* _Text to read_
──────

# Planted African Cichlid Tank with Clown Loaches and Shark.



## The_Big_Chill (Oct 21, 2016)

Hi everyone.....I am new to the Cichlid world and so far things seem to be going pretty good. I am attaching pictures of my tank and the fish in the aquarium. I am mixing fish that don't necessarily have the same pH requirements, but they seem to be doing just fine so far. Here are my fish.

4 Clown Loaches
1 Rainbow Shark
3 Acie Cichlids
2 Peacock Chichlids (??) I need some one to confirm that...one is albino (see pictures).
2 Electric Yellow
2 Red Zebra (??) they are both orange so I needs someone to confirm that also.
1 Electric Blue Hap

75G planted aquarium....plants seem to be doing fine. They haven't destroyed them like I hear people say they will.
pH 7.6

No problems so far with aggresion and they seem to be doing well even though Loaches should be in softer water.....they are totally fine and healthy.
See pictures.

──────

* _The records_
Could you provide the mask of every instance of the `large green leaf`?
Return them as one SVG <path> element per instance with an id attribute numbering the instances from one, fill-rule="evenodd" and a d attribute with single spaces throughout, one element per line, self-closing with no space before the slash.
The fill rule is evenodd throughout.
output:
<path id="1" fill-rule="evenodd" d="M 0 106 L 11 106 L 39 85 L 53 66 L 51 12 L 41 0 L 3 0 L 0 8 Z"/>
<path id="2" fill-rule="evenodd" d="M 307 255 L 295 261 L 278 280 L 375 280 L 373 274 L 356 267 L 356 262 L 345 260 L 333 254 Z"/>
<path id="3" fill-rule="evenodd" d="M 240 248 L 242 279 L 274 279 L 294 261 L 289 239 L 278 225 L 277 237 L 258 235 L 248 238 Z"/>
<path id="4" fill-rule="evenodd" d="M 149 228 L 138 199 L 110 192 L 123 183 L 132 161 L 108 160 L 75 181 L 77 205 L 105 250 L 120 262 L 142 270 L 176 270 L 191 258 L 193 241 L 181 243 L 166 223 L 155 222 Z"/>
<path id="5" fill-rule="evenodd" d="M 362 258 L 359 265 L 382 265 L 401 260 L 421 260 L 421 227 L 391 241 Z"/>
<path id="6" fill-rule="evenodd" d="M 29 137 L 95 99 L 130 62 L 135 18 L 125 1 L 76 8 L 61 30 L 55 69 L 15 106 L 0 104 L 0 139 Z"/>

──────

* _What you need to do_
- a) Can you format the ten rows about the large green leaf masks as a Markdown table with the columns "Row" and "Line", leaving out any blank lines?
- b) Could you resume the forum post about the planted cichlid tank, picking up right after its last sentence?
The rows and the cichlid tank post come from unrelated sources.

* _Results of the tasks_
- a)
| Row | Line |
|---|---|
| 1 | Could you provide the mask of every instance of the `large green leaf`? |
| 2 | Return them as one SVG <path> element per instance with an id attribute numbering the instances from one, fill-rule="evenodd" and a d attribute with single spaces throughout, one element per line, self-closing with no space before the slash. |
| 3 | The fill rule is evenodd throughout. |
| 4 | output: |
| 5 | <path id="1" fill-rule="evenodd" d="M 0 106 L 11 106 L 39 85 L 53 66 L 51 12 L 41 0 L 3 0 L 0 8 Z"/> |
| 6 | <path id="2" fill-rule="evenodd" d="M 307 255 L 295 261 L 278 280 L 375 280 L 373 274 L 356 267 L 356 262 L 345 260 L 333 254 Z"/> |
| 7 | <path id="3" fill-rule="evenodd" d="M 240 248 L 242 279 L 274 279 L 294 261 L 289 239 L 278 225 L 277 237 L 258 235 L 248 238 Z"/> |
| 8 | <path id="4" fill-rule="evenodd" d="M 149 228 L 138 199 L 110 192 L 123 183 L 132 161 L 108 160 L 75 181 L 77 205 L 105 250 L 120 262 L 142 270 L 176 270 L 191 258 L 193 241 L 181 243 L 166 223 L 155 222 Z"/> |
| 9 | <path id="5" fill-rule="evenodd" d="M 362 258 L 359 265 L 382 265 L 401 260 L 421 260 L 421 227 L 391 241 Z"/> |
| 10 | <path id="6" fill-rule="evenodd" d="M 29 137 L 95 99 L 130 62 L 135 18 L 125 1 L 76 8 L 61 30 L 55 69 L 15 106 L 0 104 L 0 139 Z"/> |

- b)
----------



## Davey88 (Apr 11, 2017)

Nice set up! This is your first aquarium, right?


----------



## tanker3 (May 18, 2015)

Your fishes are still small/young. The Zebras may eventually be the problem fishes in the tank. They may shred your plants, and may become the meanest in your stock.


----------



## DJRansome (Oct 29, 2005)

Agree, wait a year and see how the mix is working. Malawi often do not do well in pairs or even trios. Ideally you would have all-male with one of each and no look-alikes. Or larger groups with lots of females and a small number of males (even one/species).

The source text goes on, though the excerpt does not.